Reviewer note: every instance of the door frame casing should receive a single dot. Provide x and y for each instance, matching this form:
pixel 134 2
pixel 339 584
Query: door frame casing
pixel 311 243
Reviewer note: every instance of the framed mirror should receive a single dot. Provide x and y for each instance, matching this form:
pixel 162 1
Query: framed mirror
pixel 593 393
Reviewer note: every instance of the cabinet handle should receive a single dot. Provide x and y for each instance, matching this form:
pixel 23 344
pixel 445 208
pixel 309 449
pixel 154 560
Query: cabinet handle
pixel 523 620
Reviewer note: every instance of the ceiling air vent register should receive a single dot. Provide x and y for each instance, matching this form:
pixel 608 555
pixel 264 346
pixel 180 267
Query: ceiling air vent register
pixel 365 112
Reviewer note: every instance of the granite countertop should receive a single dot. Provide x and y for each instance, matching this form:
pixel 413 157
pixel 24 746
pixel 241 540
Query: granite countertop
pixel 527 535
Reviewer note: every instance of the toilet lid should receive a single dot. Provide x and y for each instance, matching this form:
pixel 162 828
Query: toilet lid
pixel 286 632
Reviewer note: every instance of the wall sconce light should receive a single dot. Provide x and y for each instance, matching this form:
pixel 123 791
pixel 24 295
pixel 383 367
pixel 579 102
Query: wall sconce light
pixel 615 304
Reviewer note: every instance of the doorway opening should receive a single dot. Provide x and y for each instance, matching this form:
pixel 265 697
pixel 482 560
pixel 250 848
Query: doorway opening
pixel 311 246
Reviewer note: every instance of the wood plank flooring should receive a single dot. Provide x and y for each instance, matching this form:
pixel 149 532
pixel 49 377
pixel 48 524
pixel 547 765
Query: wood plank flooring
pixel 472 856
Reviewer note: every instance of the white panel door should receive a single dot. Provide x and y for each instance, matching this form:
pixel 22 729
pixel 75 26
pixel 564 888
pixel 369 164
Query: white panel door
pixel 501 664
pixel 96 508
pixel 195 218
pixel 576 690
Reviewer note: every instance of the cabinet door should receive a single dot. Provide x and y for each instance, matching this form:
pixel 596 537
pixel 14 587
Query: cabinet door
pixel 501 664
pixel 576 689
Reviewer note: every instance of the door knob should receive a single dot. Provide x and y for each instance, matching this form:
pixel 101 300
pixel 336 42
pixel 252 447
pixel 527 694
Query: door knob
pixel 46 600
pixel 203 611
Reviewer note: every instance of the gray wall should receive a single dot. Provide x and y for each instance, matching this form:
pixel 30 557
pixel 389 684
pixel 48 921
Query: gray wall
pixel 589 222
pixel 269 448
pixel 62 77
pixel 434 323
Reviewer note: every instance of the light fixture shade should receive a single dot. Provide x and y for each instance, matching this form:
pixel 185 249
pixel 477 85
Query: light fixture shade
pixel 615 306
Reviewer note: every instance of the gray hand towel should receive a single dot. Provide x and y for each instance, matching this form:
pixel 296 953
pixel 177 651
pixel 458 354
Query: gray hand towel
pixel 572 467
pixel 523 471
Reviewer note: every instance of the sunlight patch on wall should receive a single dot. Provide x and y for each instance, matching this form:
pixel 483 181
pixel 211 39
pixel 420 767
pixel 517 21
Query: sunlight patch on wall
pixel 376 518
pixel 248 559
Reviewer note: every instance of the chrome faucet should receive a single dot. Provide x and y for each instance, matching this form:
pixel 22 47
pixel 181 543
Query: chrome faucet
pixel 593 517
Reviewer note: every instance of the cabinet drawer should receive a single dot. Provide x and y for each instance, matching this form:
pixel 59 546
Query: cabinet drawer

────────

• [Required action]:
Pull every line containing the word "drawer" out of the entries above.

• [Answer to the problem]:
Reviewer note: every instance of the cabinet drawer should receive a single dot. Provide x and y for each instance, matching this form:
Query: cabinet drawer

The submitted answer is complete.